Copy the entries below, from the first one down through the line containing "pixel 724 547", and replace "photograph" with "image" wherever it occurs, leaving everything else the same. Omit the pictures.

Exercise input »
• • •
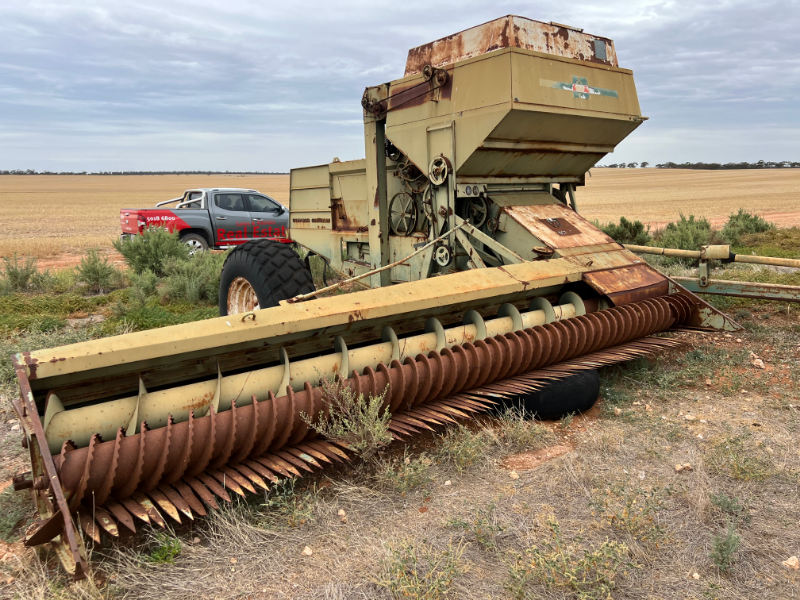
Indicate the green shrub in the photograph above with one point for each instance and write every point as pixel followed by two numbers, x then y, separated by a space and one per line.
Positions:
pixel 687 234
pixel 195 279
pixel 423 572
pixel 166 550
pixel 744 223
pixel 96 272
pixel 628 232
pixel 406 474
pixel 287 505
pixel 143 286
pixel 352 420
pixel 586 573
pixel 152 250
pixel 463 447
pixel 23 276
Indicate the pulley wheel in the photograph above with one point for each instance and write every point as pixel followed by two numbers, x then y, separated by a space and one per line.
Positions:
pixel 476 211
pixel 443 256
pixel 402 214
pixel 438 170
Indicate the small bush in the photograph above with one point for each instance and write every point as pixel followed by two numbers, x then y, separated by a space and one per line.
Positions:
pixel 744 223
pixel 194 280
pixel 729 506
pixel 406 474
pixel 96 272
pixel 152 250
pixel 628 232
pixel 423 573
pixel 588 573
pixel 688 234
pixel 463 447
pixel 363 425
pixel 143 286
pixel 292 507
pixel 519 431
pixel 166 550
pixel 23 276
pixel 724 547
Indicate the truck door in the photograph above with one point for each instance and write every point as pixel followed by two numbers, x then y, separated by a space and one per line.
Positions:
pixel 270 219
pixel 231 219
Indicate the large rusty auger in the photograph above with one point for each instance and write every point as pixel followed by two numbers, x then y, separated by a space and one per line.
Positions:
pixel 241 442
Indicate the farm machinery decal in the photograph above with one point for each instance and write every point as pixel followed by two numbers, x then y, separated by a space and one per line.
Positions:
pixel 579 87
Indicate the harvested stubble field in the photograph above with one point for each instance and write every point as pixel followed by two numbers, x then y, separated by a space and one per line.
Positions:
pixel 657 196
pixel 49 216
• • •
Finished task »
Indicate the green shrub in the image above with one point for each instance and write every point as pixel followed by two numbers, x then y, separated by a space and one per line.
Positions:
pixel 687 234
pixel 195 279
pixel 423 572
pixel 166 550
pixel 744 223
pixel 96 272
pixel 628 232
pixel 406 474
pixel 287 505
pixel 143 286
pixel 352 420
pixel 586 573
pixel 152 250
pixel 463 447
pixel 23 276
Indicate the pulley wheel in the image above with one point for each instance and write every point as pixel followed by two numbers, x then y, separated by a space and one per line.
Positions:
pixel 476 211
pixel 443 256
pixel 402 214
pixel 438 170
Indicate the small bush in the image above with one point for each instance and write every point as pixel followed by two numbers, x then y, separated by a space and one per line.
Positions:
pixel 744 223
pixel 194 280
pixel 729 506
pixel 406 474
pixel 96 272
pixel 152 250
pixel 628 232
pixel 423 573
pixel 588 573
pixel 688 234
pixel 463 447
pixel 363 425
pixel 143 286
pixel 292 507
pixel 519 431
pixel 166 550
pixel 23 276
pixel 724 547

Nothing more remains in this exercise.